» **SOURCE**:
- - - -

In Australia, MooField uses solar-powered GPS ear tags weighing less than 30 grams to track cattle across open grazing land. The deployment is based on RAKwireless LoRaWAN gateways, solar batteries and remote management. The company is also evaluating satellite backhaul to extend coverage across larger roaming areas.

MIE Agro Farm installed more than 20 Seeed Studio LoRaWAN soil sensors across 6,000 durian trees on an estate exceeding 80 hectares in Malaysia. Soil and environmental data replaced manual inspections that previously required around two hours per day, while creating a data baseline for durian cultivation.

In Bulgaria, Loren Networks deployed TELTELIC KIWI sensors for a large watermelon and cabbage producer. The devices measure soil moisture, temperature, humidity and light, enabling irrigation to be adjusted according to local field conditions. The sensors are specified with a battery life of up to ten years.

One Network for Monitoring, Control and Asset Protection

The LoRa Alliance also identifies soil and nutrient monitoring, precision irrigation, valve control, weather stations, frost alerts and greenhouse climate control as potential applications for LoRaWAN in agriculture.

- - - -

» **RAW DATA**:
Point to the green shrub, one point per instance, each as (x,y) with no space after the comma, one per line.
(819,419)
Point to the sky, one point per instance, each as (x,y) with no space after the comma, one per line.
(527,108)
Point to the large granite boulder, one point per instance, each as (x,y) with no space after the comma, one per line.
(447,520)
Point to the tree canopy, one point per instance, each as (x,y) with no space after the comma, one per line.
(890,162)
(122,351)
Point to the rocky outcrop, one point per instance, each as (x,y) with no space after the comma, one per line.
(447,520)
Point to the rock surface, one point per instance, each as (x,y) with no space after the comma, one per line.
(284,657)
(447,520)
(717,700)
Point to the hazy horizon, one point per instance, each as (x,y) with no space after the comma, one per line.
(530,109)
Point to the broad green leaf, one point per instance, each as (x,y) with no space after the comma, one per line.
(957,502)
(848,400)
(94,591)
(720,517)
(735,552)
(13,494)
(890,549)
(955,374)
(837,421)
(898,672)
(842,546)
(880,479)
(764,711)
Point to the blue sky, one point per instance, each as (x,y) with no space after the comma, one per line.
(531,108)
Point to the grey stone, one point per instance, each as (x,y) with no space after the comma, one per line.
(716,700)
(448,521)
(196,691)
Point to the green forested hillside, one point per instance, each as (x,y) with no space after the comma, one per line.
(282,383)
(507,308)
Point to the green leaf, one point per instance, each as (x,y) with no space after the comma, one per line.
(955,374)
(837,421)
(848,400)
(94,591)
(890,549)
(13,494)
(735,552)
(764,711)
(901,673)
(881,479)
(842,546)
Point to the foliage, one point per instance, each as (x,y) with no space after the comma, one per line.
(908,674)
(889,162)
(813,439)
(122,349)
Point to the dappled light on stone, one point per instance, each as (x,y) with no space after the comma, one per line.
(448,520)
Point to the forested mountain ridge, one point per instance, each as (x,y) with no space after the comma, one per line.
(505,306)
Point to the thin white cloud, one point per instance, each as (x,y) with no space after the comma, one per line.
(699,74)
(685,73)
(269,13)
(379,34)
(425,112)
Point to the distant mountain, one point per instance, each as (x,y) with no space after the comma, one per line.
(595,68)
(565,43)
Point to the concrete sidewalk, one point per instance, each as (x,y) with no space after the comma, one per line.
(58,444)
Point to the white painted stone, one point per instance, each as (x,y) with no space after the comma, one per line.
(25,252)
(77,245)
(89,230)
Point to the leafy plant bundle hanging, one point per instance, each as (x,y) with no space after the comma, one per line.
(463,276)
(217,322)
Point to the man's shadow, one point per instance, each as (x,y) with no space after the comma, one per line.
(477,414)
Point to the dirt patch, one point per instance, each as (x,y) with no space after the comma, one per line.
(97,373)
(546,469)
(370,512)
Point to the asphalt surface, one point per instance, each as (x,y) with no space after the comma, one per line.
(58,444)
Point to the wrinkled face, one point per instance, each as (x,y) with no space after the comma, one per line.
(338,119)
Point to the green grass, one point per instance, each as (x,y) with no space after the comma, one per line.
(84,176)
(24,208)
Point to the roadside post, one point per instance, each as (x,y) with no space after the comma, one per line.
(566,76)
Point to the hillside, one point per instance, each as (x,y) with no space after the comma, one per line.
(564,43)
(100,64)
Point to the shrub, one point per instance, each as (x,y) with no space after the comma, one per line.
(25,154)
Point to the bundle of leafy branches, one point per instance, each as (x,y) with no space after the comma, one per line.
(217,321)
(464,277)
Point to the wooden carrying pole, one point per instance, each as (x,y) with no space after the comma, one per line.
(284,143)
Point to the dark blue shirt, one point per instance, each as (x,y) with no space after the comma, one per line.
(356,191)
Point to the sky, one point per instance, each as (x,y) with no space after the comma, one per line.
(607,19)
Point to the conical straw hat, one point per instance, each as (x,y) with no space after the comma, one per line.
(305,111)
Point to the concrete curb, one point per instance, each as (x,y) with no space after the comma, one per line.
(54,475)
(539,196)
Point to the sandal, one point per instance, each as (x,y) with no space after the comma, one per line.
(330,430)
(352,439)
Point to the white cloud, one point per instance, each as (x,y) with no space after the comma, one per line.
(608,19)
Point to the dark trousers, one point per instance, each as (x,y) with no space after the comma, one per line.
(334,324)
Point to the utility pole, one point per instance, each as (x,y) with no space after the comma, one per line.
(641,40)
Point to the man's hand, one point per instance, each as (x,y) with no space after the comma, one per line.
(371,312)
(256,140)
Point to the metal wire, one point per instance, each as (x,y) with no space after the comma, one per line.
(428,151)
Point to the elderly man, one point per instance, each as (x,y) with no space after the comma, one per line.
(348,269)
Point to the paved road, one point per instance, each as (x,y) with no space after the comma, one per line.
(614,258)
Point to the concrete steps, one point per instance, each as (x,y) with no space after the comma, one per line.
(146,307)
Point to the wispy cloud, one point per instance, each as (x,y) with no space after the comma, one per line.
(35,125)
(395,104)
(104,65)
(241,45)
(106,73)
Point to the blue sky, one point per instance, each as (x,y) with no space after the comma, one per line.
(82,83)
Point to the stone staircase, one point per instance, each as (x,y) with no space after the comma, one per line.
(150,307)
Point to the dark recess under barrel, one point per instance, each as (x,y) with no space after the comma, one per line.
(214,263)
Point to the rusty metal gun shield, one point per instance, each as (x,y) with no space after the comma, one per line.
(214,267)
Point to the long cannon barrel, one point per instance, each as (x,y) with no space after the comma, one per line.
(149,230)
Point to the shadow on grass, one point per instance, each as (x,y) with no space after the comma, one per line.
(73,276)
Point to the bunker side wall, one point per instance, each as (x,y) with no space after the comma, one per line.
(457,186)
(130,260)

- - - -

» **WHAT TO WORK ON**:
Transcribe the passage of the agricultural LoRaWAN text from "In Australia, MooField" to "larger roaming areas.".

» **SOLVED EXERCISE**:
In Australia, MooField uses solar-powered GPS ear tags weighing less than 30 grams to track cattle across open grazing land. The deployment is based on RAKwireless LoRaWAN gateways, solar batteries and remote management. The company is also evaluating satellite backhaul to extend coverage across larger roaming areas.